The Catholic Church and Sexual Freedom

On the third of October, the Catholic Church relieved Vatican priest Krzysztof Charamsa of his post. The decision came after a news conference during which the former priest informed the public of his relationship with another man. The Church explicitly bars any man with deep-seated homosexual attractions from being a priest and requires all priests to live a celibate life, making Charamsa a dual violation of Church teaching. After being notified of the Church’s decision, the former priest wrote a passionate letter to Pope Francis within which he condemned the Catholic Church and its treatment of the lesbian, gay, bisexual, and transgender (LGBT) community. Specifically, the Church is “frequently violently homophobic” and that it causes “immeasurable suffering” to homosexual Catholics. The Pope has yet to issue a response.

We need to answer two questions when sorting through the morality of the Church’s actions. First, do people everywhere have a right to sexual freedom? By sexual freedom, I mean the ability to live whatever sexual lifestyle one chooses. If we answer this question affirmatively, then prima faci, homosexuals must be respected and allowed to live the life they choose. Second, if there is such a right, can we ever suspend that right? If someone enters an organization that explicitly requires all of its members not to engage in sexual behavior, for instance, does that person give up his or her right to sex? 


Isaac Newton is credited with saying that “if I have seen farther, it is only by standing on the shoulders of giants.” It is only by standing tall of the shoulders of those who have gone before us that we can ever hope to achieve something of enduring significance. For that reason, let us survey two philosophers and apply their ethical theories to the moral questions sketched above: Immanuel Kant and John Stuart Mill. Mill espouses utilitarianism, the ethical thesis that what is moral is that which produces the most pleasure for the most people. The morality of an action is solely determined by the action’s consequences (i.e., how much pleasure it produces), and so utilitarianism is a form of consequentialism. To the first question, Mill’s answer is, “It depends!”. If acting as if person x has human right y produces the greatest good for the greatest number, then yes, one ought to treat x as if they had y. Conversely, if doing so actually redounded to the greatest suffering for the greatest number, then the utilitarian would have to say that one ought not to treat x as if they had y.

DATA SHOWN »
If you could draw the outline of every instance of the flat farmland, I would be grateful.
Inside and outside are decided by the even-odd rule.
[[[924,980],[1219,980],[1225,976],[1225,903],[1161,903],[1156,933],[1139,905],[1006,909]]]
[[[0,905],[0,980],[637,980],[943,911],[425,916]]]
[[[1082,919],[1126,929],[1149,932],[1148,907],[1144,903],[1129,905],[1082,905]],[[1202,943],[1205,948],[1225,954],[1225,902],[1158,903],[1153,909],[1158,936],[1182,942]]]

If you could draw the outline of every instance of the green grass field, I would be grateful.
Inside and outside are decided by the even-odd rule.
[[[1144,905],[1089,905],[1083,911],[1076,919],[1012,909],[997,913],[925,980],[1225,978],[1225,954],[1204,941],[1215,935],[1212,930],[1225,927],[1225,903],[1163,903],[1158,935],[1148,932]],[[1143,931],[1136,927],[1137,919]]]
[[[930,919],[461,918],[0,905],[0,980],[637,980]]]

DIRECTIONS »
1/ From the text on the Catholic Church and sexual freedom, reproduce the passage from "On the third" up to and including "issue a response.", substituting "ex-priest" for "former priest".
2/ Answer these from the text on the Catholic Church and sexual freedom:
(a) On what date did the Catholic Church relieve Krzysztof Charamsa of his post?
(b) Which two philosophers does the text propose to survey?
(c) Utilitarianism is described as a form of what?

REPLIES »
1/
On the third of October, the Catholic Church relieved Vatican priest Krzysztof Charamsa of his post. The decision came after a news conference during which the ex-priest informed the public of his relationship with another man. The Church explicitly bars any man with deep-seated homosexual attractions from being a priest and requires all priests to live a celibate life, making Charamsa a dual violation of Church teaching. After being notified of the Church’s decision, the ex-priest wrote a passionate letter to Pope Francis within which he condemned the Catholic Church and its treatment of the lesbian, gay, bisexual, and transgender (LGBT) community. Specifically, the Church is “frequently violently homophobic” and that it causes “immeasurable suffering” to homosexual Catholics. The Pope has yet to issue a response.

2/
(a) The third of October.
(b) Immanuel Kant and John Stuart Mill.
(c) Consequentialism.